** Extracto de la fuente **
= = = = =
Valeria Román ganó, con solo 19 años, el Premio José Watanabe 2017. Es la poeta más joven que ha recibido este galardón.
Valeria Román ganó, con solo 19 años, el Premio José Watanabe 2017. Es la poeta más joven que ha recibido este galardón.


Por Roberto Valdivia

Una forma hasta cierto punto caprichosa de revisar la historia de la poesía peruana es verla como la de un péndulo que alterna entre épocas de escrituras ligadas a lo académico-oficial y las lanzadas hacia el descubrimiento desde lo experimental, lo no convencional y, más recientemente, lo amateur. Luego de al menos tres décadas parece que el péndulo ha decidido regresar al segundo lugar. El resultado: poetas que distribuyen sus poemas a través de Internet en páginas web con diseños pop, que leen en recitales que son fiestas frente a un centenar de personas, y que parecen los primeros pasos de un posible movimiento cultural. Lugares donde la poesía no se encuentra sola, sino acompañada por bandas de sadwave prestadas de los lugares más recónditos de YouTube.
= = = = =
Datos de anotación por puntos:
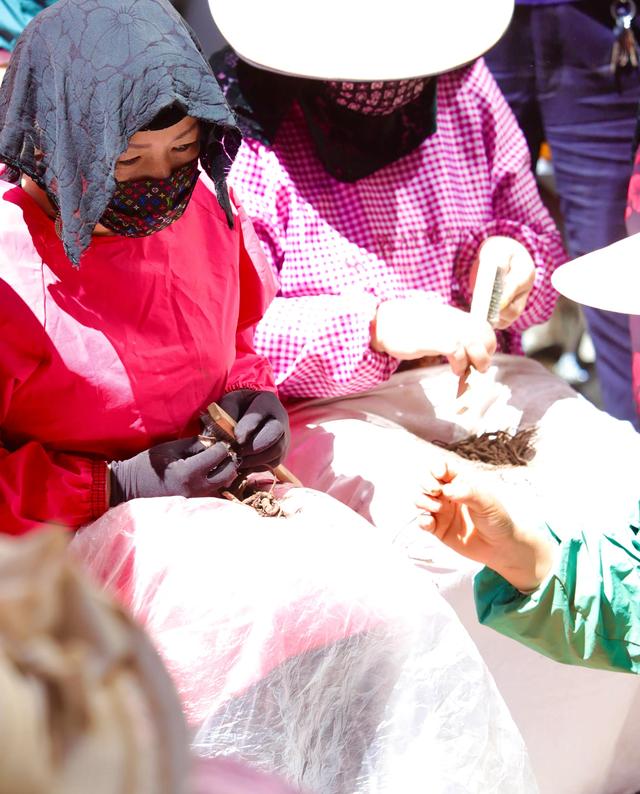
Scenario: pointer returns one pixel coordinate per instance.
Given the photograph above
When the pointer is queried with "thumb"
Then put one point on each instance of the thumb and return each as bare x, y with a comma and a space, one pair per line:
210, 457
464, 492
= = = = =
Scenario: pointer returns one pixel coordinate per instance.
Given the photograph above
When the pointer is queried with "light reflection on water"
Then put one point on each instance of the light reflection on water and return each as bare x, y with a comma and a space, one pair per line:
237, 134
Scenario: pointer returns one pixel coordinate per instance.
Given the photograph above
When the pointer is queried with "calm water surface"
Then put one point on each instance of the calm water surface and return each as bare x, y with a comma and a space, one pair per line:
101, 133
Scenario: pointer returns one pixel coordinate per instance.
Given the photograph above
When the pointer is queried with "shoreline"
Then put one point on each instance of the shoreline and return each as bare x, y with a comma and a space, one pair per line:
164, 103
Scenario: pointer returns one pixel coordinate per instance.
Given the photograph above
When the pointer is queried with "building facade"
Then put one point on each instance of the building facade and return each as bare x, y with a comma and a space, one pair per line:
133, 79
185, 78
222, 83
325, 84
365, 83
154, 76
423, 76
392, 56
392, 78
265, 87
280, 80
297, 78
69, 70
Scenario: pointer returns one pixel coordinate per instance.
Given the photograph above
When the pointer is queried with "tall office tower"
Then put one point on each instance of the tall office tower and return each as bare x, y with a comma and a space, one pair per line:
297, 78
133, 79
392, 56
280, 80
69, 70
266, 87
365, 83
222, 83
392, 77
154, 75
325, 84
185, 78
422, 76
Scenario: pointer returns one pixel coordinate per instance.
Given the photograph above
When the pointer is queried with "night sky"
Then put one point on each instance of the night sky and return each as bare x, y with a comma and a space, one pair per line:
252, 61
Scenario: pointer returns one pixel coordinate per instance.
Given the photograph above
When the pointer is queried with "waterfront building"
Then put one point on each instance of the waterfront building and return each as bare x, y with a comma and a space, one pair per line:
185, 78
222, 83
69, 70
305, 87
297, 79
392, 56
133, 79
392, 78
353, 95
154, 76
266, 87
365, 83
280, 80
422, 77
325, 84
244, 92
= = = = =
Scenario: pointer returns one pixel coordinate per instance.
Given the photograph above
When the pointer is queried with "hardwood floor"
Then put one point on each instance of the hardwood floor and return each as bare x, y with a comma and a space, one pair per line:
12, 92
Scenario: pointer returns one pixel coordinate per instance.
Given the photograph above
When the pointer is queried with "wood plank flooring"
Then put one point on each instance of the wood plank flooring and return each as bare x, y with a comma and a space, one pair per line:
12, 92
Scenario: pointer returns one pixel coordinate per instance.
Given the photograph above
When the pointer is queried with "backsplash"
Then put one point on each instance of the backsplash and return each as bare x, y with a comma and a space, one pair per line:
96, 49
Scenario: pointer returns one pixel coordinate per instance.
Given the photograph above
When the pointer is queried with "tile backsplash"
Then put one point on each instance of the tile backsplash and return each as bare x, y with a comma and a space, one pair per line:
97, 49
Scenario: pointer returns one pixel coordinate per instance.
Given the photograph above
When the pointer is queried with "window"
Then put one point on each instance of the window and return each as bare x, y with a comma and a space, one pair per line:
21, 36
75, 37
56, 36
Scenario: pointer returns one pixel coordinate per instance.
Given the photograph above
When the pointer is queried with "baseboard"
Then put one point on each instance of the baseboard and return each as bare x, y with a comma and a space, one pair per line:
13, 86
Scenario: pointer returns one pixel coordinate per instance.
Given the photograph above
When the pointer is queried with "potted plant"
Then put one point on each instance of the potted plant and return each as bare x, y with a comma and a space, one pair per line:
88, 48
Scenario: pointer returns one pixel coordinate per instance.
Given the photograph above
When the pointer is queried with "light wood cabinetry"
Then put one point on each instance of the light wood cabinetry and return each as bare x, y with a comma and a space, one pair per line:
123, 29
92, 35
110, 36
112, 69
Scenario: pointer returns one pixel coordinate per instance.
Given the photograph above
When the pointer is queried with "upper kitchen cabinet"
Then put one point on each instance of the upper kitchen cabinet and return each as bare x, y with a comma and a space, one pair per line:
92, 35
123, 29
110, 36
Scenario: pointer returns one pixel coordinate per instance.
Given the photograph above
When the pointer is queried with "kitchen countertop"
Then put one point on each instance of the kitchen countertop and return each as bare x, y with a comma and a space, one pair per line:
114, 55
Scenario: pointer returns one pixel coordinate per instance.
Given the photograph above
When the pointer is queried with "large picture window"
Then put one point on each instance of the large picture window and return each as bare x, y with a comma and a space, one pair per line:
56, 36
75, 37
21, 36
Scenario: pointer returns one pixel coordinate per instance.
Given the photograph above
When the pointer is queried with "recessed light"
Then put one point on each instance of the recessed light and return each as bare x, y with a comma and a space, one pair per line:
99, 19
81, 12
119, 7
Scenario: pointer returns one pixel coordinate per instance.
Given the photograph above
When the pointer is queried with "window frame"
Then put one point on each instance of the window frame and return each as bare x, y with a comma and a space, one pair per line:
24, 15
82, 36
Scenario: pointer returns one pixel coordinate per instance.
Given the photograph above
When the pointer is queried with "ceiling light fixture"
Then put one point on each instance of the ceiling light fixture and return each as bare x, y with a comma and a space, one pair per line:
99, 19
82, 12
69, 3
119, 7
= = = = =
** Acciones requeridas **
1. Traduce al inglés esta oración del texto sobre la poesía peruana: «Luego de al menos tres décadas parece que el péndulo ha decidido regresar al segundo lugar».
2. Retoma el texto sobre la poesía peruana y continúalo a partir de su última oración.
Este material es independiente del texto sobre la poesía peruana.

** Resultados finales **
1. After at least three decades, it seems that the pendulum has decided to return to the second position.

2.
Sería un error pensar que el proceso de construcción de esta escena comenzó ayer. Si hay un punto de partida, se remonta a inicios de la década, cuando el colectivo Dragostea en Cusco y la revista Mutantres en Lima comenzaron sus labores y sentaron las bases para cuestionar la poca poesía atendida por la casi inexistente crítica. Ambos proyectos fueron responsables de irradiar influencias antagónicas a lo publicado por las editoriales independientes de los 2000 y lo premiado en los Copé. Más que una generación de parricidas, los nuevos poetas son huérfanos. No es una noticia que desde hace décadas la poesía peruana ha dejado de recibir la luz de los reflectores que gozaba antes. Los premios, las reseñas y las publicaciones en editoriales “de prestigio” dejaron de significar cosas importantes para las carreras de los nuevos. El desprestigio de “la vía oficial” y la relación con la Internet y la cultura pop cambiaron decisivamente el aprendizaje de estos. A excepción de los poetas universales de hace un siglo, no hay en realidad un canon que recorrer cuando uno se hace poeta. Esta orfandad es el factor lúdico que ha iniciado la fiesta.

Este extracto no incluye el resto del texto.